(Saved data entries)
((
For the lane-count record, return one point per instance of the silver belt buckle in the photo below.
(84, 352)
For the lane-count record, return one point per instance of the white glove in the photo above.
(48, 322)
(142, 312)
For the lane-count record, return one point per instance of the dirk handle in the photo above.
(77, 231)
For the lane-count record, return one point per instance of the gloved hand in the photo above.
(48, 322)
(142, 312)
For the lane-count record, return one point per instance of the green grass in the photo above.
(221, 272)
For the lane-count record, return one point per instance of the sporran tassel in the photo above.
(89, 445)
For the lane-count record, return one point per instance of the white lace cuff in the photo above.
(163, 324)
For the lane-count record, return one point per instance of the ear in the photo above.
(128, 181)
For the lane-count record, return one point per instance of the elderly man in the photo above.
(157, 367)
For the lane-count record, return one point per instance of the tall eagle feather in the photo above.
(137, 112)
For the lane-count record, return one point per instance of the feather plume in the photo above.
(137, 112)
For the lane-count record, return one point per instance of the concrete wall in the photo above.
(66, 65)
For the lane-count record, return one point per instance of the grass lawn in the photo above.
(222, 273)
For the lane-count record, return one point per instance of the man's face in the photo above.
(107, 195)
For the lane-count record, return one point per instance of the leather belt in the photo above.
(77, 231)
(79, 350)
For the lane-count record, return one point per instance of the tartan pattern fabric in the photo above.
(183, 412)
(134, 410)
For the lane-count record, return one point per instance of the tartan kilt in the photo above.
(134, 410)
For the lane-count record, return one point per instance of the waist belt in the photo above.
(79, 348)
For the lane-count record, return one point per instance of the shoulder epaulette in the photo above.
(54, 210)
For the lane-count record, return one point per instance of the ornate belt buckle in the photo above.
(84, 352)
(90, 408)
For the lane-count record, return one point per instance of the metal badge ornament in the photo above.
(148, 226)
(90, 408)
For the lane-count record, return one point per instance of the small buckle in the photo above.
))
Every record above should be written out exactly.

▸ Reply to the task:
For the lane-count record, return one point per instance of the silver belt buckle in the photo below.
(84, 352)
For the lane-count record, return one point per instance of the white glove in the photo above.
(48, 322)
(142, 312)
For the lane-count record, return one point per instance of the dirk handle in the photo above.
(77, 231)
For the lane-count record, return one point per instance of the gloved hand in the photo above.
(48, 322)
(142, 312)
For the lane-count record, return one point per instance of the green grass in the photo above.
(221, 272)
For the lane-count record, return one point per instance of the sporran tassel in the photo above.
(89, 445)
For the lane-count record, return one point per instance of the white lace cuff in the photo above.
(163, 324)
For the lane-count record, return one point per instance of the ear in the photo above.
(128, 181)
For the lane-count record, return one point per instance of the elderly man in the photo above.
(157, 367)
For the lane-count record, return one point per instance of the tall eagle feather in the photo above.
(137, 112)
For the lane-count record, return one point per instance of the feather plume in the photo above.
(137, 112)
For the lane-count record, return one point per instance of the concrete wall in the photo above.
(66, 65)
For the lane-count record, return one point per instance of the grass lawn in the photo above.
(222, 273)
For the lane-count record, return one point per instance of the man's face in the photo above.
(107, 195)
For the lane-count record, return one point per instance of the leather belt in the photo above.
(77, 231)
(79, 350)
For the lane-count record, return one point per instance of the tartan pattern fabric in the photo above.
(183, 412)
(134, 410)
For the lane-count record, return one point per instance of the tartan kilt in the photo above.
(134, 410)
For the lane-count record, return one point per instance of the waist belt in the photo above.
(79, 348)
For the lane-count record, return one point per instance of the shoulder epaulette in the photo above.
(54, 210)
For the lane-count record, return one point per instance of the ornate belt buckle in the photo above.
(84, 352)
(90, 408)
For the lane-count record, return one point per instance of the metal badge ornament in the photo above.
(148, 226)
(90, 408)
For the lane-count record, return one point per instance of the small buckle in the photo above.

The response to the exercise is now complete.